* _Source text_
______

NASA Ames breakthrough: algae makes biofuel


Thanks to technology developed at Moffett Field's NASA Ames, fuel for cars, trucks and planes can now be produced at your local sewage treatment plant.

The "bioreactor" was invented by NASA Ames bioengineer research scientist Jonathan Trent. The Offshore Membrane Enclosure for Growing Algae (OMEGA) floats in treated municipal wastewater and grows algae inside special plastic membranes. Once harvested, oil can be extracted from the algae for diesel or jet fuel, leaving remains that can be used for cosmetics, animal feed, fertilizer and other "valuable products."

The breakthrough is NASA's "forward osmosis membranes," which extract freshwater from the algae using relatively little energy compared to other methods of algae production.

Ames has licensed the technology to Nevada-based Algae Systems for further refinement in Tampa Bay, Fla. Eventually, the company plans to create "biorefineries" with the technology, possibly at sewage treatment plants, where the technology could play a role in the water treatment process.

______

* _Given instruction_
Name the specific uses listed in the algae biofuel article above for the algae remains left after oil extraction.

* _Material supplied_
______

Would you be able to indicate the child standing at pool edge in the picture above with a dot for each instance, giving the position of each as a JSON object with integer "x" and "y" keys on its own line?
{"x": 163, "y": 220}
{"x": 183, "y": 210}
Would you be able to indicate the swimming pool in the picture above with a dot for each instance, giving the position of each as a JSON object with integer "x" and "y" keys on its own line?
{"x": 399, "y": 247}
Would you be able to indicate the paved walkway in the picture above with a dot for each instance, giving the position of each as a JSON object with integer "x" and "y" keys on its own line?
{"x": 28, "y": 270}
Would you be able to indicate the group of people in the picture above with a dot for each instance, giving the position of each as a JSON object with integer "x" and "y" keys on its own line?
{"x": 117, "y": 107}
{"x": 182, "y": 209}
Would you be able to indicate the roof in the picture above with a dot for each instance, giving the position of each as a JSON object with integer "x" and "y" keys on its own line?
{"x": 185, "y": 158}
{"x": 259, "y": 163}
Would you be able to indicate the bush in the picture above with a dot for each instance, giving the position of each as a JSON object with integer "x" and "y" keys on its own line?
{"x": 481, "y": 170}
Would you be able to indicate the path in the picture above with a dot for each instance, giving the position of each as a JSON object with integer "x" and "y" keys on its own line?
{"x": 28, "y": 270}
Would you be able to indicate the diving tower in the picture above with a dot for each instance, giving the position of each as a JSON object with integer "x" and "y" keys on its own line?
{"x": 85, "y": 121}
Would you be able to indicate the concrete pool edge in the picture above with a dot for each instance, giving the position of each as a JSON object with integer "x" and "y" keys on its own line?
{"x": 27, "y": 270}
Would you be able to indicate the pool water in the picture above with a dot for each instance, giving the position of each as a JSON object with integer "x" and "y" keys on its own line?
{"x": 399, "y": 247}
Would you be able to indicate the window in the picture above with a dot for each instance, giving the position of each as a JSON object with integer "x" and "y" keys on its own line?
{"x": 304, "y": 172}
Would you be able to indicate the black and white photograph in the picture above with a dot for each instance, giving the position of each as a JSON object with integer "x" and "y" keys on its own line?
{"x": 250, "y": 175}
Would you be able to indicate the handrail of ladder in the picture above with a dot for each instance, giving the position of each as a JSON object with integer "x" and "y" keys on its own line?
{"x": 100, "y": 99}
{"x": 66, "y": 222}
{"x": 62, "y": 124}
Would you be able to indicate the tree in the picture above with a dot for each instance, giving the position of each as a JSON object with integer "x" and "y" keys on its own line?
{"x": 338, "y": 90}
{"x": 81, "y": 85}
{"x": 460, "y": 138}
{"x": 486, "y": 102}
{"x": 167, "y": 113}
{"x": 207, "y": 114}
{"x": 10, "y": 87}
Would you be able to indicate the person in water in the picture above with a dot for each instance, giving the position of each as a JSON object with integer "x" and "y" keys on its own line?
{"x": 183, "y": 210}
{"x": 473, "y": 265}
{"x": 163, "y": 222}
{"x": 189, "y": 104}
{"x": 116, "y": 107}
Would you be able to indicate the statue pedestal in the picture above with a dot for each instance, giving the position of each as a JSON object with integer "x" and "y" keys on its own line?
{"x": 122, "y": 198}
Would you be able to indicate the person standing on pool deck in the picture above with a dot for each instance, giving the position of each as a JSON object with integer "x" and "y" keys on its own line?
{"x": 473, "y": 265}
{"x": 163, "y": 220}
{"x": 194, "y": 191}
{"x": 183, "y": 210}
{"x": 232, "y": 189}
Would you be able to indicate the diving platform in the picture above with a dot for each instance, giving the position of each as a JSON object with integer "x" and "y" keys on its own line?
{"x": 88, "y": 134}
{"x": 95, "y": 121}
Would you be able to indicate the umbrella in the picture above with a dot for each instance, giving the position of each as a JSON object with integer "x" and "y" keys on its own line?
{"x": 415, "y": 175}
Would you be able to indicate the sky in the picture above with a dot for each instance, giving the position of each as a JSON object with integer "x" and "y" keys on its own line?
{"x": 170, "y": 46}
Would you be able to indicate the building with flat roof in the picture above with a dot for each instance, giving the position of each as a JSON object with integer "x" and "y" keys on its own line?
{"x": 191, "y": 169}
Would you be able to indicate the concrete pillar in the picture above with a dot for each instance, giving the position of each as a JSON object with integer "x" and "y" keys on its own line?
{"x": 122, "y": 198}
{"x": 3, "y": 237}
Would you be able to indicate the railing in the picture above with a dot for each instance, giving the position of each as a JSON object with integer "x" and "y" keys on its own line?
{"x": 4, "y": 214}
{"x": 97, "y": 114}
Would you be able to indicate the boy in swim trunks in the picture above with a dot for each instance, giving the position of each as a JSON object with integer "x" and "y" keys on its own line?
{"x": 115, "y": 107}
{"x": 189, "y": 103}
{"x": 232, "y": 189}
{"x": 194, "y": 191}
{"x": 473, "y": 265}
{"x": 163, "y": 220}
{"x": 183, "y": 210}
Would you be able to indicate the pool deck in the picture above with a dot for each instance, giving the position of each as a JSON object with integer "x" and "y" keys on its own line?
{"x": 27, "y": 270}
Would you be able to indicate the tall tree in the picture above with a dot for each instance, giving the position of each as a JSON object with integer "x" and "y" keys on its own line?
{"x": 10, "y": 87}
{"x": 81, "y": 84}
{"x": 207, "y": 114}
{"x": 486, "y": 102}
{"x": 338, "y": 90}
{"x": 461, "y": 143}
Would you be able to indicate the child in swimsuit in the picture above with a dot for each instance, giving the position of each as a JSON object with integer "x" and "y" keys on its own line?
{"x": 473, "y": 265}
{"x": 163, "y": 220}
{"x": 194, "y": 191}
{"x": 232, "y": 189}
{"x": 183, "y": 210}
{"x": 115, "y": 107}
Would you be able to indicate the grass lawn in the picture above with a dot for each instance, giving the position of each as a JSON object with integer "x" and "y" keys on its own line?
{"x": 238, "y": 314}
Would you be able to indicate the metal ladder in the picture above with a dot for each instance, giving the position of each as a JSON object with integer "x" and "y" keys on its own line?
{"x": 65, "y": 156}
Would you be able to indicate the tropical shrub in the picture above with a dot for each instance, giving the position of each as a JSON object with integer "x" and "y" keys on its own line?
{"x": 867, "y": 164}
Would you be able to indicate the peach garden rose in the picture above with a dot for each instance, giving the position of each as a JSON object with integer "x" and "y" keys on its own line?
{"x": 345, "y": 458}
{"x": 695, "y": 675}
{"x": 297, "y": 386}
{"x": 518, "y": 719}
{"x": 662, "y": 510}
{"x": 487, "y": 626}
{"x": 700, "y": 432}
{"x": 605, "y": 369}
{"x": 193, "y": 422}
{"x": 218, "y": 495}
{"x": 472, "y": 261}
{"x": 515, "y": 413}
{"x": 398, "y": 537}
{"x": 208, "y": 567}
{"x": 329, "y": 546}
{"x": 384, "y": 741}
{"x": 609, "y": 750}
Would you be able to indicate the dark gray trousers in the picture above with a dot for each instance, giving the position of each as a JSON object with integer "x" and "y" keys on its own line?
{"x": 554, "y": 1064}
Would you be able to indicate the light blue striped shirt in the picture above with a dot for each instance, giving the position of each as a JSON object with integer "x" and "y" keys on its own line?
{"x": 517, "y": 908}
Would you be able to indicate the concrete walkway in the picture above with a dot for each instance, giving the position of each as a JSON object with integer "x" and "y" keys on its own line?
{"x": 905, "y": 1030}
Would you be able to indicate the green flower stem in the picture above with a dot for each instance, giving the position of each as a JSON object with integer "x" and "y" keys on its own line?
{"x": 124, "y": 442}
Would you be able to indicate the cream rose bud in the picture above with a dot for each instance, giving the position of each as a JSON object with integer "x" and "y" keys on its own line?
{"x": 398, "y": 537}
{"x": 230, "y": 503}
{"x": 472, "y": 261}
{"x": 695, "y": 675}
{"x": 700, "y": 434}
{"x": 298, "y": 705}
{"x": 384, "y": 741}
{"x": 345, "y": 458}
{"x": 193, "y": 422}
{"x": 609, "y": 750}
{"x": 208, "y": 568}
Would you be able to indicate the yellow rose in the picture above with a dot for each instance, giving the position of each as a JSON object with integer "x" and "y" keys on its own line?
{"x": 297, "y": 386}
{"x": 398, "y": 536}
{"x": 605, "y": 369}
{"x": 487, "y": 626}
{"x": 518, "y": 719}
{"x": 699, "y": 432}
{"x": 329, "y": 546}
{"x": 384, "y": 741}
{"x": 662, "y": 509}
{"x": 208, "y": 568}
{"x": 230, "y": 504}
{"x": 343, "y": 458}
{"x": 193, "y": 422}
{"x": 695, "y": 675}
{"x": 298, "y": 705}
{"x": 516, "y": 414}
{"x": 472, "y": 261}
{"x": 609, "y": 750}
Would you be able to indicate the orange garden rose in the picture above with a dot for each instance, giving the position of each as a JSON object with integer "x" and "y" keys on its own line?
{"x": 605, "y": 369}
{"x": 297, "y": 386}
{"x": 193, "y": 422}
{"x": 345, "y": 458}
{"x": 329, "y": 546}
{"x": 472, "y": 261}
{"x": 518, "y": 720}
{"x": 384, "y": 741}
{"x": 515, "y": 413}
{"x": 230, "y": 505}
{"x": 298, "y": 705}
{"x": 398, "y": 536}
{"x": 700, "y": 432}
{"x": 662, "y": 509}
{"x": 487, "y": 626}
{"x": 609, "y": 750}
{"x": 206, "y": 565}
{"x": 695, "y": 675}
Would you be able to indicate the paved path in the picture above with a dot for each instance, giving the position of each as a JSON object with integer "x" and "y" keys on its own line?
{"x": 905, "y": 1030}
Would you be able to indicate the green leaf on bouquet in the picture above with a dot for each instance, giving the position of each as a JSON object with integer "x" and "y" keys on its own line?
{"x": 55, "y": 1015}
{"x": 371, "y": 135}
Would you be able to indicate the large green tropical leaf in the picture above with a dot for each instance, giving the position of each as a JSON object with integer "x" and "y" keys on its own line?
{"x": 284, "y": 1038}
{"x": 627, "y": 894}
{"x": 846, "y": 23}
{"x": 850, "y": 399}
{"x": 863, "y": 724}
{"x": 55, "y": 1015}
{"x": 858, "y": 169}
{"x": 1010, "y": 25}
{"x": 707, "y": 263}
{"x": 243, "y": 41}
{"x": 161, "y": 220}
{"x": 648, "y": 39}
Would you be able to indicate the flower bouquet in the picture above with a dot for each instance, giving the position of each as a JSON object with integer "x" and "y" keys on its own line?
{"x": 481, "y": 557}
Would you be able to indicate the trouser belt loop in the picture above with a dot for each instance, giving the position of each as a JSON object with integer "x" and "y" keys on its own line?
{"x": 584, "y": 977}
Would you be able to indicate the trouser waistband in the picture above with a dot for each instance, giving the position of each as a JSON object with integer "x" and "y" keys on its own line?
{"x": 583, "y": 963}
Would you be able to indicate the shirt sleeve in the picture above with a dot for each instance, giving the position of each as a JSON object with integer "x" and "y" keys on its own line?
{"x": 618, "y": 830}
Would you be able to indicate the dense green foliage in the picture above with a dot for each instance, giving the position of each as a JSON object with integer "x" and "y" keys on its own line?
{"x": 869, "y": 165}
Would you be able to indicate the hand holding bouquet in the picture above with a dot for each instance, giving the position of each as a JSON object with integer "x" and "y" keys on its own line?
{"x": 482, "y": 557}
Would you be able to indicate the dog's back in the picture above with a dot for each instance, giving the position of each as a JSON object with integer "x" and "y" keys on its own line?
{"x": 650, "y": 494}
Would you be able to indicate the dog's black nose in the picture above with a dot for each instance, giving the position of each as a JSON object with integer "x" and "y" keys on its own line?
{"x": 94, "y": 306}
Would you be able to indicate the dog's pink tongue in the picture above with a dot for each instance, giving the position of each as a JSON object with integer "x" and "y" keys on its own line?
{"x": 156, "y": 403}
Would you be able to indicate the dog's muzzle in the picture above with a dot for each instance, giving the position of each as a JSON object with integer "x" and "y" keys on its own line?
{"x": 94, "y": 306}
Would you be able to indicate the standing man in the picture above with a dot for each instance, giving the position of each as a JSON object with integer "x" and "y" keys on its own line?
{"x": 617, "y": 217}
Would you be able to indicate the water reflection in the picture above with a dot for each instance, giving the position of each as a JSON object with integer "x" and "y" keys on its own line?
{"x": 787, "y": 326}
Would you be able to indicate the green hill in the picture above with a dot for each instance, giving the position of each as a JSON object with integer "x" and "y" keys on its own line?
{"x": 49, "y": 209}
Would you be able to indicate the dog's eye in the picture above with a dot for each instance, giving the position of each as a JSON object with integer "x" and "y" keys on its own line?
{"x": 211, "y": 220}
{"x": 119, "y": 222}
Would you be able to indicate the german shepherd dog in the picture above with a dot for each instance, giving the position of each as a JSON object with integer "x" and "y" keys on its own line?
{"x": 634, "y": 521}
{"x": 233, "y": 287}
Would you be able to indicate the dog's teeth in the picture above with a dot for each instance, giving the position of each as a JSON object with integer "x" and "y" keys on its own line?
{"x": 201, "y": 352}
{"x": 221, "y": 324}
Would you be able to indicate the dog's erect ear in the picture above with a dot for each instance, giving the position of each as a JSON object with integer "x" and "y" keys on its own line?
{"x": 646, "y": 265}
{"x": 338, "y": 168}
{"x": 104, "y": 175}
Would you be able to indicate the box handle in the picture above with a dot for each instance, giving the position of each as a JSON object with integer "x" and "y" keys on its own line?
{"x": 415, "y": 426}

______

* _Answer to the problem_
Cosmetics, animal feed, fertilizer